## Instructions to follow
In the entries, find all lines that hold the word "this" and copy them.

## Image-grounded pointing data

____

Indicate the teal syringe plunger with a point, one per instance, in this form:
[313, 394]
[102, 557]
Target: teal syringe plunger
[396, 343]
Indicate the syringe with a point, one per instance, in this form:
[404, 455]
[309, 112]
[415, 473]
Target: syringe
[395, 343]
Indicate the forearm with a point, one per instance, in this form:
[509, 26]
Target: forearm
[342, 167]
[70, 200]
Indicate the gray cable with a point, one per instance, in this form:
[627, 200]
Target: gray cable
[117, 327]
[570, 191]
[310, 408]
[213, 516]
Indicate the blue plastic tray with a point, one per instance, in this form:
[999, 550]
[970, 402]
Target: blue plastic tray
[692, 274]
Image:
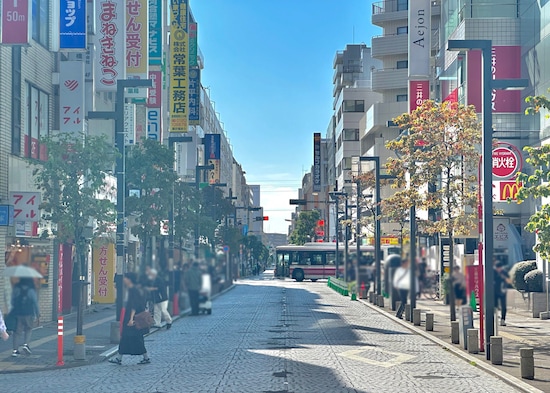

____

## Answer to the problem
Indicate the teal syringe plunger with a point, one per instance, in this form:
Indicate the syringe with a point, one per instance, in this form:
Indicate the forearm with a point, one per instance, in this form:
Indicate the gray cable with a point, one per instance, in this form:
Indicate the blue plastic tray with a point, one per instance, in this form:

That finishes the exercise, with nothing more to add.